> [The data]:

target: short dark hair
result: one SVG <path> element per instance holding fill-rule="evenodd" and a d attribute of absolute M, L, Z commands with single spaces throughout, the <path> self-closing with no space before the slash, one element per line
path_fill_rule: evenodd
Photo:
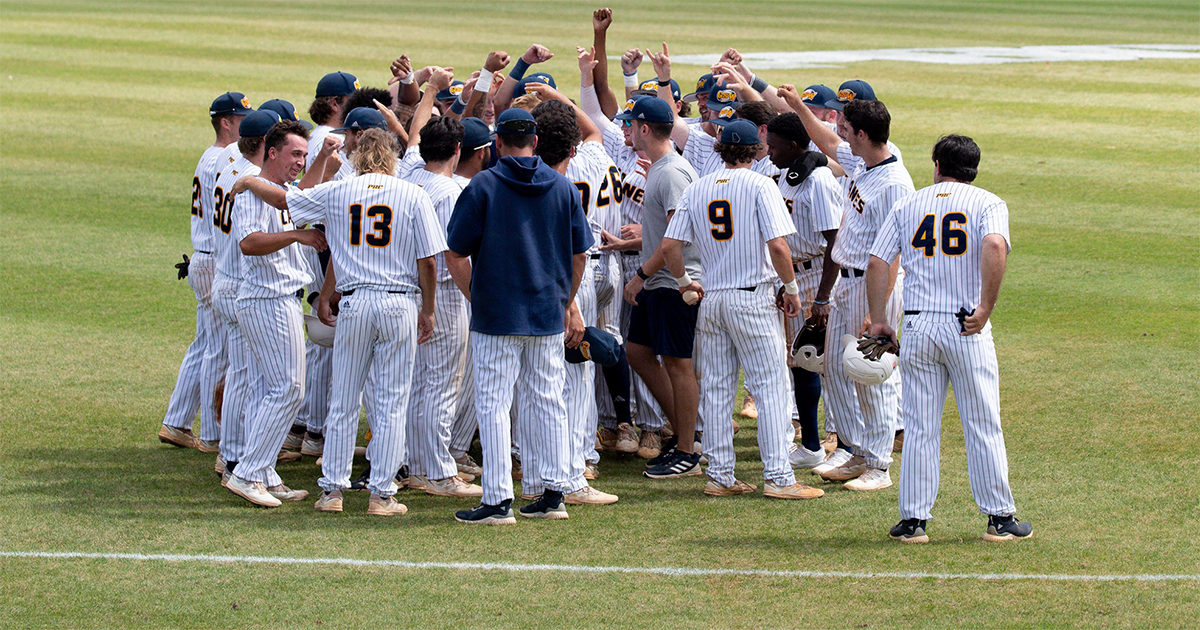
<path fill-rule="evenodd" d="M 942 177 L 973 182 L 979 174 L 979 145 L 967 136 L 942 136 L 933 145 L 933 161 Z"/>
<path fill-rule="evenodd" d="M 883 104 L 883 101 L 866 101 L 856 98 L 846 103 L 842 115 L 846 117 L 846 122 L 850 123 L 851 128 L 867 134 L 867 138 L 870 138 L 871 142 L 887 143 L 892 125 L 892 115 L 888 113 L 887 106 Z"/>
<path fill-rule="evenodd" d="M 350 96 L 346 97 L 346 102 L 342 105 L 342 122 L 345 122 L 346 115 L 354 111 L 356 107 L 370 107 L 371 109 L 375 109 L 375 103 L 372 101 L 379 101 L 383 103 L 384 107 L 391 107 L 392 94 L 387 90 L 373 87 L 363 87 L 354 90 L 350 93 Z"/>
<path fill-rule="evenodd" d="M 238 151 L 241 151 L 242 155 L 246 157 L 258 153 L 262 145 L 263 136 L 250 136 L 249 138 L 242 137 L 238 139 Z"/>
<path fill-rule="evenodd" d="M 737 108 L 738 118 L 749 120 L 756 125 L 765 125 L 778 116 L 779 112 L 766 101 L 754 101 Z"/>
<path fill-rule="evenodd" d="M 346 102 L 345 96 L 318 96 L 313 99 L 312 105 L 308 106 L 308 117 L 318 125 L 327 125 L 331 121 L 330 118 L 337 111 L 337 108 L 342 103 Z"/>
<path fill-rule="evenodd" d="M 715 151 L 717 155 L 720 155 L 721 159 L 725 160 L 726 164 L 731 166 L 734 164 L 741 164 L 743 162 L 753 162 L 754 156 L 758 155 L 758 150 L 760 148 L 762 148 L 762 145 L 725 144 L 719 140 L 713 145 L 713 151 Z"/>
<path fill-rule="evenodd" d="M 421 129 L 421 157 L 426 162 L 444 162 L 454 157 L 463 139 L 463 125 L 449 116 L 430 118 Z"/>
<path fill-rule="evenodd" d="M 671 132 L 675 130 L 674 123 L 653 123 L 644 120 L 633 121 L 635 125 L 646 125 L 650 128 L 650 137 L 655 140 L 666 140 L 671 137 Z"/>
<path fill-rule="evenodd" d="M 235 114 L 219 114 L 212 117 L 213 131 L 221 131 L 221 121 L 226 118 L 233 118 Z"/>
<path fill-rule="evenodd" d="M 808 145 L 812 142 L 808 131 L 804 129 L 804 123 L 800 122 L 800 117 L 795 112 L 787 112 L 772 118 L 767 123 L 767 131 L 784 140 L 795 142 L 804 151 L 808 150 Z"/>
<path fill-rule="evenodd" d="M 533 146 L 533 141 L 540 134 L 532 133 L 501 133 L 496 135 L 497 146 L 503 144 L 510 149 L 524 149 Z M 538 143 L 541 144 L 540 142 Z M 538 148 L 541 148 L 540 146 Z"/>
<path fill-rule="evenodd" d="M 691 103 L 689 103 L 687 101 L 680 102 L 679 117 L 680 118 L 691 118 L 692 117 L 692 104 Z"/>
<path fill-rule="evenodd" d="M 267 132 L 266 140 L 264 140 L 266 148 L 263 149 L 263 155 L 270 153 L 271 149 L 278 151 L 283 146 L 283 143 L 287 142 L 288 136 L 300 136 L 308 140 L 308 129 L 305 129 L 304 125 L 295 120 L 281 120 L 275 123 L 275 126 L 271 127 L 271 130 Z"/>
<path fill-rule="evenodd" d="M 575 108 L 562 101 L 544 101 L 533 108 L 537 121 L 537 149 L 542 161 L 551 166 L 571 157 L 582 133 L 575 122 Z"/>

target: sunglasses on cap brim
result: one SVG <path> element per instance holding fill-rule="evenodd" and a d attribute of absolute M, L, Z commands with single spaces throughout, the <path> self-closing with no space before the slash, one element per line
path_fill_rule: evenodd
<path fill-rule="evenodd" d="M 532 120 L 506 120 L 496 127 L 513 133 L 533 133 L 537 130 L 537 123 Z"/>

> [Assigned task]: Strip out the images, then output the records above word for word.

> [Answer to this problem]:
target: short dark hair
result: one SVG <path> element per instance holding fill-rule="evenodd" and a d attribute of absolute M, L, Z commands with single spaces throughout, the <path> self-closing with no space before the slash, one element per line
path_fill_rule: evenodd
Photo:
<path fill-rule="evenodd" d="M 942 177 L 973 182 L 979 174 L 979 145 L 967 136 L 942 136 L 933 145 L 933 161 Z"/>
<path fill-rule="evenodd" d="M 883 104 L 883 101 L 866 101 L 856 98 L 846 103 L 842 115 L 846 117 L 846 122 L 850 123 L 851 128 L 867 134 L 867 138 L 870 138 L 871 142 L 887 143 L 892 125 L 892 115 L 888 113 L 887 106 Z"/>
<path fill-rule="evenodd" d="M 350 96 L 346 97 L 346 102 L 342 105 L 342 122 L 345 122 L 346 115 L 354 111 L 356 107 L 370 107 L 371 109 L 375 109 L 375 103 L 372 101 L 379 101 L 383 103 L 384 107 L 391 107 L 392 94 L 387 90 L 373 87 L 363 87 L 354 90 L 350 93 Z"/>
<path fill-rule="evenodd" d="M 238 151 L 241 151 L 242 155 L 246 157 L 258 153 L 262 145 L 263 136 L 250 136 L 249 138 L 242 137 L 238 139 Z"/>
<path fill-rule="evenodd" d="M 737 108 L 738 118 L 749 120 L 756 125 L 765 125 L 778 116 L 779 112 L 766 101 L 754 101 Z"/>
<path fill-rule="evenodd" d="M 346 102 L 345 96 L 318 96 L 313 99 L 312 105 L 308 106 L 308 117 L 318 125 L 327 125 L 331 121 L 330 118 L 337 111 L 337 108 L 342 103 Z"/>
<path fill-rule="evenodd" d="M 715 151 L 717 155 L 720 155 L 721 159 L 725 160 L 726 164 L 731 166 L 734 164 L 741 164 L 743 162 L 753 162 L 754 156 L 758 155 L 758 150 L 760 148 L 762 148 L 762 145 L 725 144 L 719 140 L 713 145 L 713 151 Z"/>
<path fill-rule="evenodd" d="M 421 129 L 421 157 L 426 162 L 444 162 L 454 157 L 463 139 L 463 125 L 449 116 L 430 118 Z"/>
<path fill-rule="evenodd" d="M 671 132 L 675 130 L 674 123 L 653 123 L 644 120 L 633 121 L 635 125 L 646 125 L 650 128 L 650 137 L 655 140 L 666 140 L 671 137 Z"/>
<path fill-rule="evenodd" d="M 235 114 L 219 114 L 212 117 L 213 131 L 221 131 L 221 121 L 226 118 L 233 118 Z"/>
<path fill-rule="evenodd" d="M 808 145 L 812 142 L 808 131 L 804 129 L 804 123 L 800 122 L 800 117 L 795 112 L 787 112 L 772 118 L 767 123 L 767 131 L 784 140 L 795 142 L 804 151 L 808 150 Z"/>
<path fill-rule="evenodd" d="M 533 146 L 533 141 L 540 134 L 532 133 L 501 133 L 496 135 L 497 146 L 503 144 L 510 149 L 524 149 Z M 538 143 L 541 144 L 540 142 Z M 538 148 L 541 148 L 540 146 Z"/>
<path fill-rule="evenodd" d="M 691 103 L 689 103 L 687 101 L 680 102 L 679 117 L 680 118 L 691 118 L 692 117 L 692 104 Z"/>
<path fill-rule="evenodd" d="M 267 132 L 266 140 L 264 140 L 266 148 L 263 149 L 263 155 L 270 153 L 271 149 L 278 151 L 283 146 L 283 143 L 287 142 L 288 136 L 300 136 L 308 140 L 308 129 L 305 129 L 304 125 L 295 120 L 281 120 L 275 123 L 275 126 L 271 127 L 271 130 Z"/>
<path fill-rule="evenodd" d="M 575 108 L 562 101 L 544 101 L 533 108 L 537 121 L 537 149 L 542 161 L 551 166 L 571 157 L 582 133 L 575 122 Z"/>

target: sunglasses on cap brim
result: one SVG <path> element per instance holding fill-rule="evenodd" and a d attribute of absolute M, L, Z commands with single spaces throughout, the <path> self-closing with no space before the slash, one element per line
path_fill_rule: evenodd
<path fill-rule="evenodd" d="M 532 120 L 506 120 L 496 127 L 513 133 L 533 133 L 537 130 L 537 123 Z"/>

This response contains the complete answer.